» QUELLENAUSZUG:

—————

OGH 6Ob47/15b

OGH6Ob47/15b27.5.2015

Der Oberste Gerichtshof hat durch den Senatspräsidenten des Obersten Gerichtshofs Hon.‑Prof. Dr. Kuras als Vorsitzenden und durch die Hofräte des Obersten Gerichtshofs Dr. Schramm, Dr. Gitschthaler, Univ.‑Prof. Dr. G. Kodek und Dr. Nowotny als weitere Richter in der Rechtssache der klagenden Partei Dr. F***** R*****, vertreten durch Gheneff ‑ Rami ‑ Sommer Rechtsanwälte OG in Wien, gegen die beklagte Partei Dr. G***** M*****, vertreten durch Dr. Maria Windhager, Rechtsanwältin in Wien, wegen Unterlassung und Widerruf, über die außerordentlichen Revisionen beider Parteien gegen das Urteil des Oberlandesgerichts Wien als Berufungsgericht vom 29. Jänner 2015, GZ 5 R 68/14b-15, womit das Urteil des Handelsgerichts Wien vom 14. April 2014, GZ 53 Cg 24/13w‑11, abgeändert wurde, zu Recht erkannt und beschlossen:

 

Spruch:

1. Der Revision der beklagten Partei wird Folge gegeben.

Die Entscheidung des Berufungsgerichts wird in ihrem stattgebenden Teil dahingehend abgeändert, dass das Urteil des Erstgerichts wiederhergestellt wird.

Die klagende Partei ist schuldig, der beklagten Partei die mit 4.203 EUR (darin enthalten 473,50 EUR USt und 1.362 EUR Pauschalgebühr) bestimmten Kosten des Rechtsmittelverfahrens binnen 14 Tagen zu ersetzen.

2. Die außerordentliche Revision der klagenden Partei wird gemäß § 508a Abs 2 ZPO mangels der Voraussetzungen des § 502 Abs 1 ZPO zurückgewiesen (§ 510 Abs 3 ZPO).

Entscheidungsgründe:

Der Kläger ist seit 2004 Präsident des Österreichischen Patentamts und auch Geschäftsführer des teilrechtsfähigen Bereichs nach den §§ 58a und 58b PatentG („serv.ip“). Der Geschäftsführertätigkeit liegt ein Vertrag zwischen dem Bundesministerium für Verkehr, Infrastruktur und Technologie (in Folge BMVIT) einerseits und dem Kläger andererseits zugrunde. Das Dienstverhältnis besteht seit 24. 11. 2004. Aus diesem Dienstverhältnis bezieht der Kläger ein Jahresgehalt von rund 75.000 EUR. Das Amt des Präsidenten des Österreichischen Patentamts wird separat vergütet.

Als Geschäftsführer obliegt dem Kläger die Veranlagung des Wertpapiervermögens. Die Veranlagung ist auf Substanzerhalt gerichtet und hat sich seit 2004 positiv entwickelt. Eine hochspekulative Veranlagung erfolgte nicht.

—————

Einträge zur Annotation mit Begrenzungsrahmen

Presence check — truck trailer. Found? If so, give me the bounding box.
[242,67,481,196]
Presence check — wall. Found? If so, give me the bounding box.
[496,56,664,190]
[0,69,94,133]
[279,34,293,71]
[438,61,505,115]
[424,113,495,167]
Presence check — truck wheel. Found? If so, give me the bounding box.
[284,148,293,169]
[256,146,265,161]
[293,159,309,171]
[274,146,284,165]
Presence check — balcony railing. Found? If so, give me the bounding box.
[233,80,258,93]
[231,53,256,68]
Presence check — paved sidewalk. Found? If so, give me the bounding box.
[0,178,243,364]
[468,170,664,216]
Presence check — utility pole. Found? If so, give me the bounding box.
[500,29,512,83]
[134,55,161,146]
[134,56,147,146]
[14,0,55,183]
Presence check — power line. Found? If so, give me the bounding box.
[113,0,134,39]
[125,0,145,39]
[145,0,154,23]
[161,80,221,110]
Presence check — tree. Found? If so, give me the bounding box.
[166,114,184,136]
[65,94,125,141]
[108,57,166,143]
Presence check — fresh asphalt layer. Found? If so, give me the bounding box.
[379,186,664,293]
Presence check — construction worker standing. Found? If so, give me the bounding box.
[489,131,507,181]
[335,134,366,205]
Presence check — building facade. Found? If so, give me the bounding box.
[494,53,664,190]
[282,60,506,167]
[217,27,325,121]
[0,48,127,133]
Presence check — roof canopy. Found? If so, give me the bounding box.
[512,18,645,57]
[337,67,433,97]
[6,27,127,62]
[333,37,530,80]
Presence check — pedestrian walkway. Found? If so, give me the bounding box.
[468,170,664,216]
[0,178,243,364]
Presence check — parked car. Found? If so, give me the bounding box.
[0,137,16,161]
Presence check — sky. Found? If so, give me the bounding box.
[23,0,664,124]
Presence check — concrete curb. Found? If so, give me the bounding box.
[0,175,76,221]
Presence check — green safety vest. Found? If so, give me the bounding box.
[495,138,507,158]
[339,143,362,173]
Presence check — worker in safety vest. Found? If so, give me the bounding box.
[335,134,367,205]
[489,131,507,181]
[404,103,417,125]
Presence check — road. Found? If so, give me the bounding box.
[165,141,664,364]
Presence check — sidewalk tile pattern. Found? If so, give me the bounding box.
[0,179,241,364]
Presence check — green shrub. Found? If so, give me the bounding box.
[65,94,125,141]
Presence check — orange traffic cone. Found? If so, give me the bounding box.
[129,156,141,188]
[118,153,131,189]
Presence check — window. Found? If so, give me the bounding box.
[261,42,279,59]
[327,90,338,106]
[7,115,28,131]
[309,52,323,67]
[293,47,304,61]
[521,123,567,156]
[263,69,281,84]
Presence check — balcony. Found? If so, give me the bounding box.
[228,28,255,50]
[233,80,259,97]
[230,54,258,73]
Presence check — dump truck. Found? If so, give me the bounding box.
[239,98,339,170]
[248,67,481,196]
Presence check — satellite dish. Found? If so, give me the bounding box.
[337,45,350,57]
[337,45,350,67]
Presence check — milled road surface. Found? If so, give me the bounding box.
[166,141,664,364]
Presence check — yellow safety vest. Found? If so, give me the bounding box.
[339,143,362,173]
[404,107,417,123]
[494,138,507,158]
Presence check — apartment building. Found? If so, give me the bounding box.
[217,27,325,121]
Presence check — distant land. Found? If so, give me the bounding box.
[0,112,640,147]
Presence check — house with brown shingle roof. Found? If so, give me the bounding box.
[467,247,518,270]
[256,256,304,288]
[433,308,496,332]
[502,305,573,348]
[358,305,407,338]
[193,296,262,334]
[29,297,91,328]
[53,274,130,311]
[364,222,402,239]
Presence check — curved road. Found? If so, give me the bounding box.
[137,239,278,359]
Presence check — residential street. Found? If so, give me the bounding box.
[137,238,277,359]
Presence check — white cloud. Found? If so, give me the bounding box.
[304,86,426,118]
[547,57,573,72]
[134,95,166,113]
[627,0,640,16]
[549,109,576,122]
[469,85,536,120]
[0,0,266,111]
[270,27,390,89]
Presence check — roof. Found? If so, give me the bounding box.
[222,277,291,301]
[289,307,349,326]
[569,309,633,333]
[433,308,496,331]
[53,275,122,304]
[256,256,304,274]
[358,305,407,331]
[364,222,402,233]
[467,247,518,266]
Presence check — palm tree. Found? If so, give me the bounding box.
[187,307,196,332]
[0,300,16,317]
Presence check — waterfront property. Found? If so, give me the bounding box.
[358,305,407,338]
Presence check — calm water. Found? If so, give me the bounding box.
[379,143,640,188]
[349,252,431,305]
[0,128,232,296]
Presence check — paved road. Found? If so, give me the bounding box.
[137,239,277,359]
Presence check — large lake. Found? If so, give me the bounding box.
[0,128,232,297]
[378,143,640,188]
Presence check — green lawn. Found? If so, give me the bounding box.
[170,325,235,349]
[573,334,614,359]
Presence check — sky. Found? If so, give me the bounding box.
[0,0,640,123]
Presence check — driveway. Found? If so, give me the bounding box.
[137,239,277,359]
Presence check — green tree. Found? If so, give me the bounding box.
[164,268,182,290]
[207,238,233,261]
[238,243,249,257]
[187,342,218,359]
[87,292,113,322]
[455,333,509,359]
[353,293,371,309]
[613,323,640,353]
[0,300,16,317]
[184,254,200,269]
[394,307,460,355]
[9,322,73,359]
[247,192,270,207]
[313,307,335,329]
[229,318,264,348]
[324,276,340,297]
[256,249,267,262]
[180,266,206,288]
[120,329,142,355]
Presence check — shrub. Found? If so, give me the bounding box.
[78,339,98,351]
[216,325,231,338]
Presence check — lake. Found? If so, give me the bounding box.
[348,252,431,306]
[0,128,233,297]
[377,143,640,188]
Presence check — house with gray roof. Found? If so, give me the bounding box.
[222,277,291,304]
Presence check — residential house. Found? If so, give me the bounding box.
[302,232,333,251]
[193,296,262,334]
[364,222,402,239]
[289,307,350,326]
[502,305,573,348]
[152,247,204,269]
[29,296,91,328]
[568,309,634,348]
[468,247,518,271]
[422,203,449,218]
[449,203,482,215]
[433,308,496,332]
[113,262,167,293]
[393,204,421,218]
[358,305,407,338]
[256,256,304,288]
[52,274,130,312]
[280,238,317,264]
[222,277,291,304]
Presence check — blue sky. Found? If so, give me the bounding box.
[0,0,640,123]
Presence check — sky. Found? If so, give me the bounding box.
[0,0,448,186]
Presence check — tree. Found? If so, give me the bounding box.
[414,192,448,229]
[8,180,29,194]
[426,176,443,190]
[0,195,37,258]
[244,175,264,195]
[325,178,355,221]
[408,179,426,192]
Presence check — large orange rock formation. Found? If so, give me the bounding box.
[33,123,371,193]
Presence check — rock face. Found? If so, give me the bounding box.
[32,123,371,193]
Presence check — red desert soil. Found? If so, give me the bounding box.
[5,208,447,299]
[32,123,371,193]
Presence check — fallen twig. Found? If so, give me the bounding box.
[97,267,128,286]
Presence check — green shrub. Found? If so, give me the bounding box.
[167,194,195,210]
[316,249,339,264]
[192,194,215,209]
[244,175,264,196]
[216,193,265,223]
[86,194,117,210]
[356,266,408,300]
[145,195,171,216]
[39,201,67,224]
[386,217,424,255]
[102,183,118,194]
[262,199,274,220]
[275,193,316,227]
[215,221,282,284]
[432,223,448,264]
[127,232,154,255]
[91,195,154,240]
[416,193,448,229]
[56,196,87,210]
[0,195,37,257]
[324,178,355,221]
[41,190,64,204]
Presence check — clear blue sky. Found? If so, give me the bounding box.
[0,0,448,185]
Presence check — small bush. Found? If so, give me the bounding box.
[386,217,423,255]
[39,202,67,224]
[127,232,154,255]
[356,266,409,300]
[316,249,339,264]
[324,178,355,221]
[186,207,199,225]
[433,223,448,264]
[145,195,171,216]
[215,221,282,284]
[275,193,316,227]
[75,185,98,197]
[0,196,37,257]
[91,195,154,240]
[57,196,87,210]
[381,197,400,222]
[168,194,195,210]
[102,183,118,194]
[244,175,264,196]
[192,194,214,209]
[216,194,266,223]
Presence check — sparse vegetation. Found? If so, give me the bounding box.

—————

» ARBEITSANWEISUNGEN:
1. Seit welchem Jahr ist der Kläger laut der Gerichtsentscheidung Präsident des Österreichischen Patentamts?
2. Bitte kopiere aus den Einträgen alles vom Anfang bis einschließlich der Zeile mit "[333,37,530,80]" ohne jede Änderung.

» ERGEBNISSE:
1. Seit 2004.

2.
Presence check — truck trailer. Found? If so, give me the bounding box.
[242,67,481,196]
Presence check — wall. Found? If so, give me the bounding box.
[496,56,664,190]
[0,69,94,133]
[279,34,293,71]
[438,61,505,115]
[424,113,495,167]
Presence check — truck wheel. Found? If so, give me the bounding box.
[284,148,293,169]
[256,146,265,161]
[293,159,309,171]
[274,146,284,165]
Presence check — balcony railing. Found? If so, give me the bounding box.
[233,80,258,93]
[231,53,256,68]
Presence check — paved sidewalk. Found? If so, give me the bounding box.
[0,178,243,364]
[468,170,664,216]
Presence check — utility pole. Found? If so, give me the bounding box.
[500,29,512,83]
[134,55,161,146]
[134,56,147,146]
[14,0,55,183]
Presence check — power line. Found? If so, give me the bounding box.
[113,0,134,39]
[125,0,145,39]
[145,0,154,23]
[161,80,221,110]
Presence check — tree. Found? If so, give me the bounding box.
[166,114,184,136]
[65,94,125,141]
[108,57,166,143]
Presence check — fresh asphalt layer. Found? If so, give me the bounding box.
[379,186,664,293]
Presence check — construction worker standing. Found? If so, give me the bounding box.
[489,131,507,181]
[335,134,366,205]
Presence check — building facade. Found? If so, give me the bounding box.
[494,53,664,190]
[282,60,506,167]
[217,27,325,121]
[0,48,127,133]
Presence check — roof canopy. Found? If so, give me the bounding box.
[512,18,645,57]
[337,67,433,97]
[6,27,127,62]
[333,37,530,80]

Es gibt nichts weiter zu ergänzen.